▸ **Written request A**
In the Valentine's Day post, which store does the writer say they should be going to for pajamas?

--------

I like giving my kids Valentines Day presents. I like getting them a little bear or P.J. or even some chocolate.
I have to go today and get that done. I am putting it off. Mentally and physically. Like I can’t find the strength to go wandering around getting cards and gifts for my beloved and the boys.
I think I love D more today than I ever have in my entire relationship with him, and yet something is missing. Some one is missing. Given that today is a day of love and hearts, how do you contend with conflicting feelings of love and heart break all at the same time?
Is it OK for me to feel my heart swell when I think of D? Is it OK that I want to show my boys how much I love them? What about Xavier? How do I show him how much he is loved?
He should be here damn it! He should be having his first Valentines Day with us. His cheeks should be rosy like Cupids, and I should be chasing M away from Elmira-ing him…
I should feel tired and exhausted from night feedings. We should be running out of our stockpiled diapers. I should be off to Old Navy for Valentine day pajamas for my three boys.

--------

▸ **Written request B**
In the listing, rewrite the lines starting at the one containing "In the picture above, whereabouts is the integrated" and ending at the one containing "[203,267,229,354]", swapping "whereabouts" for "where exactly" and leaving everything else the same.

--------

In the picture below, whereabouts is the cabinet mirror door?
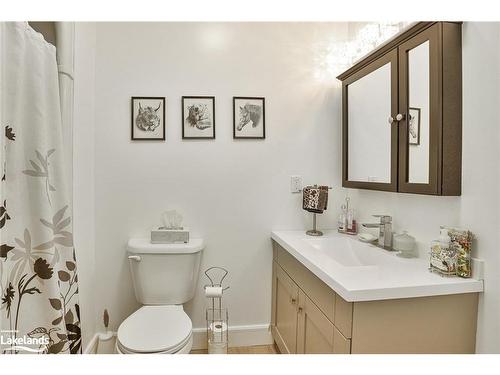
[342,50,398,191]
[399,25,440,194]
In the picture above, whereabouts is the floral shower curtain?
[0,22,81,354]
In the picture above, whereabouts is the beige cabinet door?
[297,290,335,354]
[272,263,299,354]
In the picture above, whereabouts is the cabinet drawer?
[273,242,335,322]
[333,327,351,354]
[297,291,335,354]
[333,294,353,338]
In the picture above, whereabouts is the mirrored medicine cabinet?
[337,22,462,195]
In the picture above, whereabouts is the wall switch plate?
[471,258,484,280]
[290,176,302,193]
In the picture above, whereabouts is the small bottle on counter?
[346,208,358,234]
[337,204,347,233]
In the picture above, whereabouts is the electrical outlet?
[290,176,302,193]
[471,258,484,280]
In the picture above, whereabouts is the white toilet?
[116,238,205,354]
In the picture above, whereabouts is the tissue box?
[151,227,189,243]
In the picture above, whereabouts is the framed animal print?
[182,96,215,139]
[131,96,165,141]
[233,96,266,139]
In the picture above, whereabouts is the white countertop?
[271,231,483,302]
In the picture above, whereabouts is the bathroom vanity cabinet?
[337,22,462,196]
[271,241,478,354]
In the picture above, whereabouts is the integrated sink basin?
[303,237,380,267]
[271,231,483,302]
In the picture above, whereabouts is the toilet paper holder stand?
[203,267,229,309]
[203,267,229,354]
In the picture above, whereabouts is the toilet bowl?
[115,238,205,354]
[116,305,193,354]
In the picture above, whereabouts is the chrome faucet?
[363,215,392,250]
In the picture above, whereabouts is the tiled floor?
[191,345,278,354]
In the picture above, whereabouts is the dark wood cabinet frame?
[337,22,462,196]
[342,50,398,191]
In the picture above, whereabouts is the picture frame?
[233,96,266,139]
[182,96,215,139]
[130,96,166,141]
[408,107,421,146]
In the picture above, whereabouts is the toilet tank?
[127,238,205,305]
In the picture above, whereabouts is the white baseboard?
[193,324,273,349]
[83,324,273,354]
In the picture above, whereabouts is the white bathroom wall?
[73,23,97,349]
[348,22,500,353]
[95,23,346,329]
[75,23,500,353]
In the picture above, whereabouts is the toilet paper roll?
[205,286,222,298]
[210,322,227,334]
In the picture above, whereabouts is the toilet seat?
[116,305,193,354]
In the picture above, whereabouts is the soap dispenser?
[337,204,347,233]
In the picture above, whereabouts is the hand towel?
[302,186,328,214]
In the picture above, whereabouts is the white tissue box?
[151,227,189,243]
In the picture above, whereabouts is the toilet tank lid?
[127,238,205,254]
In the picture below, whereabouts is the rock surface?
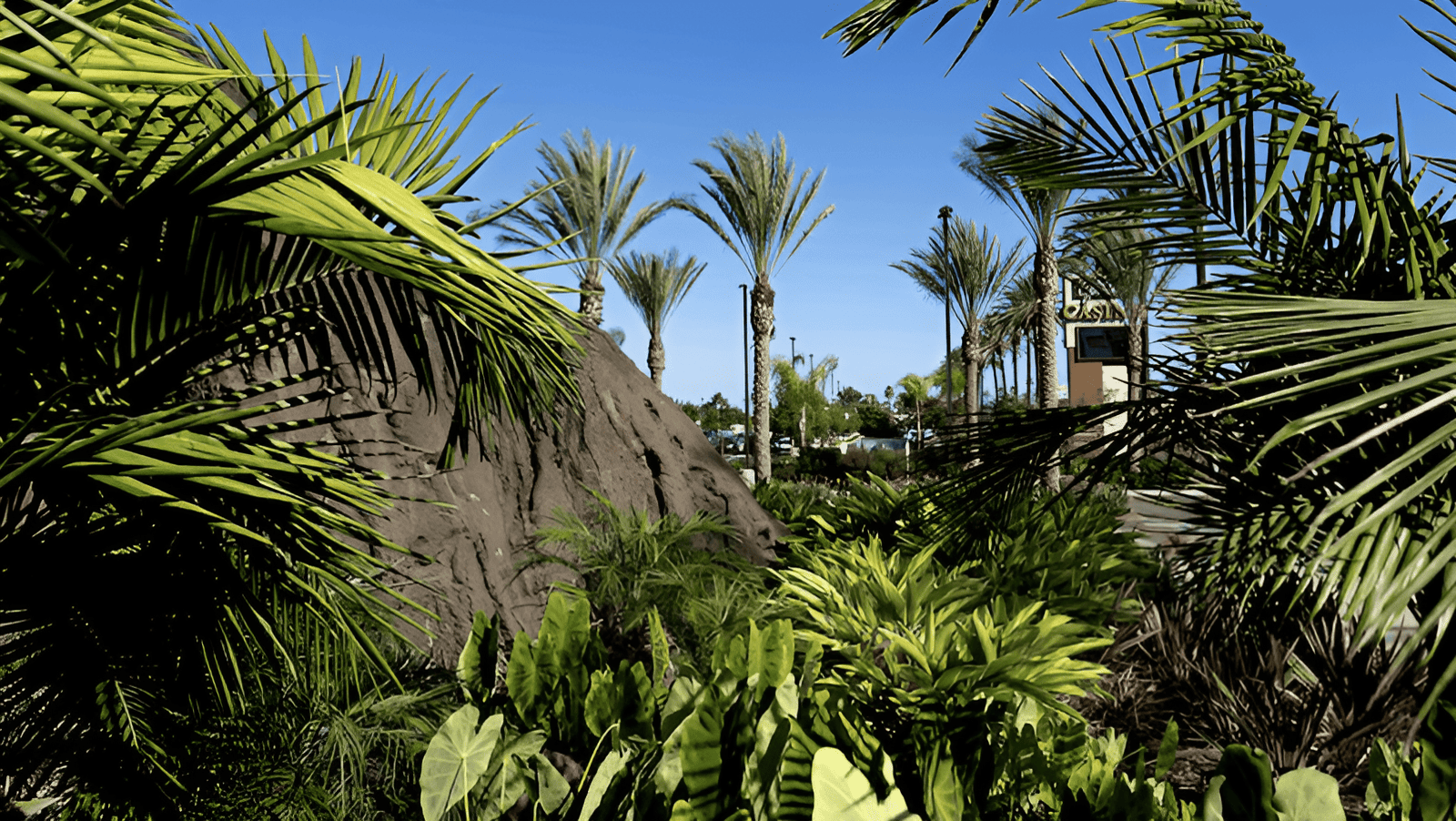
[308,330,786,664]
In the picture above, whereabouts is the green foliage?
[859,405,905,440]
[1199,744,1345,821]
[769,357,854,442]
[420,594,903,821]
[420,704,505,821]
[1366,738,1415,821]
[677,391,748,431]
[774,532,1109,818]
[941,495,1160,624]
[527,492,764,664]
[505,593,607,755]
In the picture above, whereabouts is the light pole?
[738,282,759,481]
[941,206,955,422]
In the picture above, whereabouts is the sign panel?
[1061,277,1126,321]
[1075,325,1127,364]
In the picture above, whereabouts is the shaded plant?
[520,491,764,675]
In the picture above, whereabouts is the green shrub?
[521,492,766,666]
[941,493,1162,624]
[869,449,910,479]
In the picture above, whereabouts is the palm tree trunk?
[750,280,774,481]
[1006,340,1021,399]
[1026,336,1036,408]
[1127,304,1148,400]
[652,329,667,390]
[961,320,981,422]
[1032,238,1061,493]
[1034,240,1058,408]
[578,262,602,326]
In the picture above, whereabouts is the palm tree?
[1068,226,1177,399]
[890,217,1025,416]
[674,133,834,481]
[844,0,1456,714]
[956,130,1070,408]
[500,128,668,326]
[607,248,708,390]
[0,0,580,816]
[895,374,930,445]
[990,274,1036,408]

--------

▸ **Output A**
Old Navy

▸ **Output B**
In the picture above, where exactly is the integrated sink basin?
[303,237,380,267]
[271,231,483,302]
In the picture above, where exactly is the toilet paper holder stand?
[203,267,229,309]
[203,267,229,354]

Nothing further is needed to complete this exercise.